*Task statement*. Nothing but the lines from the one with "Would you mind pointing out the white baseboard" through the final line of the listing should appear in the answer, each copied exactly.
Segment Start: Supplied data
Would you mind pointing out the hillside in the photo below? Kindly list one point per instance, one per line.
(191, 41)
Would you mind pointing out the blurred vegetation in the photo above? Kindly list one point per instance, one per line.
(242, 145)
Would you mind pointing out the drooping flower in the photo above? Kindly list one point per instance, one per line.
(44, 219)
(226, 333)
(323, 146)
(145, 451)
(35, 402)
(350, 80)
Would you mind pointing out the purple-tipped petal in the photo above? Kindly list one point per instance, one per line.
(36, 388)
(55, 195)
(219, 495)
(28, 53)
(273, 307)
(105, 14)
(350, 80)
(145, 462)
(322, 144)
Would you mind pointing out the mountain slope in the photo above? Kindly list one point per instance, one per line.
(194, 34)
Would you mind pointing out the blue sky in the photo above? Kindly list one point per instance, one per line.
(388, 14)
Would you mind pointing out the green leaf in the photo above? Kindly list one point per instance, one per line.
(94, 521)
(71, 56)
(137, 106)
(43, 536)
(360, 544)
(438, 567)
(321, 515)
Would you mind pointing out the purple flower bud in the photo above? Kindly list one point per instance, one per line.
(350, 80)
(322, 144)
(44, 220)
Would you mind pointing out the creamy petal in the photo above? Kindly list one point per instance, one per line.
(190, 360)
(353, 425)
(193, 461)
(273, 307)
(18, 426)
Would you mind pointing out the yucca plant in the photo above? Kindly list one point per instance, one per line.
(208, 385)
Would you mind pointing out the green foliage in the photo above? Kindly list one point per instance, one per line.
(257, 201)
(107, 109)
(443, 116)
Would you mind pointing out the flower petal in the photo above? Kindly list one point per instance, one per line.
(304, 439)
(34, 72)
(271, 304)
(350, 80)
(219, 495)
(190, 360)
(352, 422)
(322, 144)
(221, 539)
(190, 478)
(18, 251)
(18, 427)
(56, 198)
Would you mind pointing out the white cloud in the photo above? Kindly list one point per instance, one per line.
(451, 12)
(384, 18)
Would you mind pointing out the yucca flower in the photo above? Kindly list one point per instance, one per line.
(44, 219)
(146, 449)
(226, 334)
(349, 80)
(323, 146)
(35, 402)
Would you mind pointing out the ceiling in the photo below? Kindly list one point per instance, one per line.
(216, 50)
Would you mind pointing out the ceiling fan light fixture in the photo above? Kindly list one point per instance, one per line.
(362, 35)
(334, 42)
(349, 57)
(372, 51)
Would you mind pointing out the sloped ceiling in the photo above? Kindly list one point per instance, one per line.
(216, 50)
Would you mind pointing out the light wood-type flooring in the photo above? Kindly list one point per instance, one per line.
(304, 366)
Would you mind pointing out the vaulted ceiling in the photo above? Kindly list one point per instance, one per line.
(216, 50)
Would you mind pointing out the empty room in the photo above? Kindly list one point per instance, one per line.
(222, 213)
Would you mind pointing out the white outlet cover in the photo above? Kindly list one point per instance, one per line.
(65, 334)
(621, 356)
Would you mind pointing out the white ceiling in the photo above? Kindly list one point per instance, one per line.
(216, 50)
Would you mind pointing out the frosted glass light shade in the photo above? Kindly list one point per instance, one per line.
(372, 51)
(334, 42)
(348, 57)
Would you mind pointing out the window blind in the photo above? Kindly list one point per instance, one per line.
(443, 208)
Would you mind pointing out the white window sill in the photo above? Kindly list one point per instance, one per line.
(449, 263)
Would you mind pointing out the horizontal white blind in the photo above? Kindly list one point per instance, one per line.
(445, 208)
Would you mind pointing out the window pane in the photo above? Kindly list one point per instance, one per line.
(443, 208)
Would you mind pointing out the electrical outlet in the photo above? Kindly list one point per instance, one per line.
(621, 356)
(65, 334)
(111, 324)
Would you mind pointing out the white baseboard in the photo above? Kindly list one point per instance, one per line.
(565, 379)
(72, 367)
Segment End: Supplied data
*Your solution*.
Would you mind pointing out the white baseboard in the photo above? Kindly list one point per instance, one per line.
(565, 379)
(72, 367)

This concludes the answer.